## Text provided
····················

12  Data Formats for IoT

In 60 Seconds

IoT data formats determine how sensor readings are encoded for transmission, directly impacting bandwidth, battery life, and development speed. The four main formats range from human-readable JSON (best for prototyping and Wi-Fi networks) to CBOR (47% smaller, ideal for LoRaWAN and CoAP), Protocol Buffers (77% smaller, best for high-volume stable APIs), and custom binary (83% smaller, for extreme constraints like Sigfox). On a LoRaWAN sensor, switching from JSON (56 bytes) to custom binary (8 bytes) extends battery life by 6.8x – from 12.5 years to 85.6 years on a single 2,400 mAh battery.

Data format choice directly impacts battery life through radio transmission time:

\[\text{Transmission Time} = \frac{\text{Payload Size (bytes)} \times 8 \text{ bits/byte}}{\text{Data Rate (bits/sec)}}\]

\[\text{Battery Drain} = \text{Radio Current (mA)} \times \text{Transmission Time (sec)}\]

Worked example: LoRaWAN sensor at SF12 (250 bits/sec data rate), 44 mA radio current, transmitting 24 times/day.

JSON payload (56 bytes): (56 × 8) / 250 = 1.79 seconds airtime. Energy: 44 mA × 1.79s = 78.8 mAs = 21.9 µAh per transmission. Daily: 24 × 21.9 = 526 µAh/day.

Custom binary (8 bytes): (8 × 8) / 250 = 0.26 seconds airtime. Energy: 44 mA × 0.26s = 11.4 mAs = 3.2 µAh per transmission. Daily: 24 × 3.2 = 76.8 µAh/day.

Battery life with 2,400 mAh battery: JSON = 2,400,000 / 526 = 4,563 days (12.5 years). Binary = 2,400,000 / 76.8 = 31,250 days (85.6 years). The 86% size reduction from binary encoding extends battery life by 6.8x.

Try it yourself: Adjust the parameters below to see how format choice impacts battery life.

12.1 Learning Objectives

By the end of this chapter series, you will be able to:

  • Compare data formats: Evaluate JSON, CBOR, Protobuf, and custom binary based on size, readability, and protocol compatibility
  • Calculate payload overhead: Quantify how format choice impacts bandwidth consumption and battery life using airtime and energy equations
  • Apply selection frameworks: Use decision trees to choose the optimal format for specific IoT constraints
  • Design efficient payloads: Construct compact message formats for bandwidth-constrained networks such as LoRaWAN and Sigfox
  • Implement encoding and decoding: Write serialization code in Python for JSON, CBOR, and custom binary formats
  • Evaluate migration strategies: Assess format transition approaches for production IoT deployments with thousands of deployed devices
Key Concepts
  • JSON: Human-readable key-value format — default IoT API format but 2-5× larger than binary alternatives
  • CBOR: Concise Binary Object Representation — binary superset of JSON data model, no schema required
  • Protocol Buffers (Protobuf): Schema-defined binary serialization achieving maximum efficiency with code-generated parsers
  • MessagePack: Binary-JSON bridge: no schema needed, 30-50% smaller than JSON, drop-in replacement for JSON libraries
  • Serialization: Converting in-memory data structures to bytes for transmission or storage
  • Deserialization: Reconstructing data structures from bytes — must match the serialization format exactly
  • Data Format Trade-off: Human readability (JSON) vs. size efficiency (CBOR/Protobuf) vs. schema flexibility (self-describing vs. compiled)

····················

## Material shown
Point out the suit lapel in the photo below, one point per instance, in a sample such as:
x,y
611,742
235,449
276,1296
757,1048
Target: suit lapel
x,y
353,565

····················

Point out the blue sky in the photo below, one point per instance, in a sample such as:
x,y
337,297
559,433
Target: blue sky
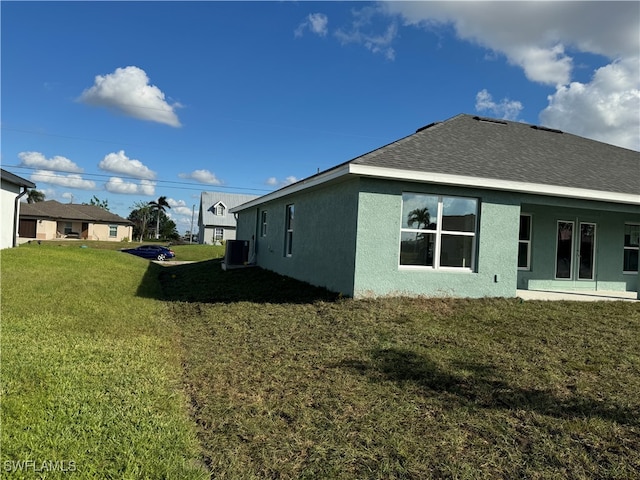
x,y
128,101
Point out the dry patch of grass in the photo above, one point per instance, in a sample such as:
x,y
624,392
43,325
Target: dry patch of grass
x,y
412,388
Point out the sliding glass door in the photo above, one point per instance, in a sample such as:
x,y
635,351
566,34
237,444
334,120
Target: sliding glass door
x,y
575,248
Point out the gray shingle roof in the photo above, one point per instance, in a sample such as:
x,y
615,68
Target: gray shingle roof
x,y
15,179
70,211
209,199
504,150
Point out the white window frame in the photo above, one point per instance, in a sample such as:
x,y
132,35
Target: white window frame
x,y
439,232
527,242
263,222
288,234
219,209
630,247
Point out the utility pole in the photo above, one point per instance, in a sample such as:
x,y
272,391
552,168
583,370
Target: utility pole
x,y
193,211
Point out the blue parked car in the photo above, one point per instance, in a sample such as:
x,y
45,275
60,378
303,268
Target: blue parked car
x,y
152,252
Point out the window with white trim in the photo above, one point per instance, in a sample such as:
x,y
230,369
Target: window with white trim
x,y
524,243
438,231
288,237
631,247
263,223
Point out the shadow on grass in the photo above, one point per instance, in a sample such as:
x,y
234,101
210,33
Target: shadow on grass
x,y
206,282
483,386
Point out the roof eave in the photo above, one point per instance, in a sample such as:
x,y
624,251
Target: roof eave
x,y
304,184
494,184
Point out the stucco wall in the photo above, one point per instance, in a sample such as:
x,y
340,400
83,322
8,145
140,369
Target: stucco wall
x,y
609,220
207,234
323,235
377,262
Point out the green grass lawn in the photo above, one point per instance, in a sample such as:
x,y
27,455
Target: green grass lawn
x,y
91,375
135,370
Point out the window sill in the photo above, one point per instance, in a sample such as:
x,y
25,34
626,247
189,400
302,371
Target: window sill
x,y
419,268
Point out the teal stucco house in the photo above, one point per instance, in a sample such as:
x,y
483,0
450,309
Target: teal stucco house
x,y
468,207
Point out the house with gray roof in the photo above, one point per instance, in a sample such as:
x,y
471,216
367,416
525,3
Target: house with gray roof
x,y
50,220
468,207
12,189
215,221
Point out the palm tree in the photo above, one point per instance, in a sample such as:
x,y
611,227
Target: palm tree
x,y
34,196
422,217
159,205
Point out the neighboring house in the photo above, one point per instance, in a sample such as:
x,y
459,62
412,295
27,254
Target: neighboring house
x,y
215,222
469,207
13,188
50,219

····················

## To do
[1] Please answer these questions using the text on IoT data formats:
(a) How many bytes is the JSON payload in the LoRaWAN example?
(b) What radio current does the worked example assume?
(c) In which programming language do the learning objectives say serialization code will be written?
[2] List every term defined under "Key Concepts" in the text on IoT data formats.
The records come from a different source.

## Answers per task
[1]
(a) 56 bytes
(b) 44 mA
(c) Python

[2]
- JSON
- CBOR
- Protocol Buffers (Protobuf)
- MessagePack
- Serialization
- Deserialization
- Data Format Trade-off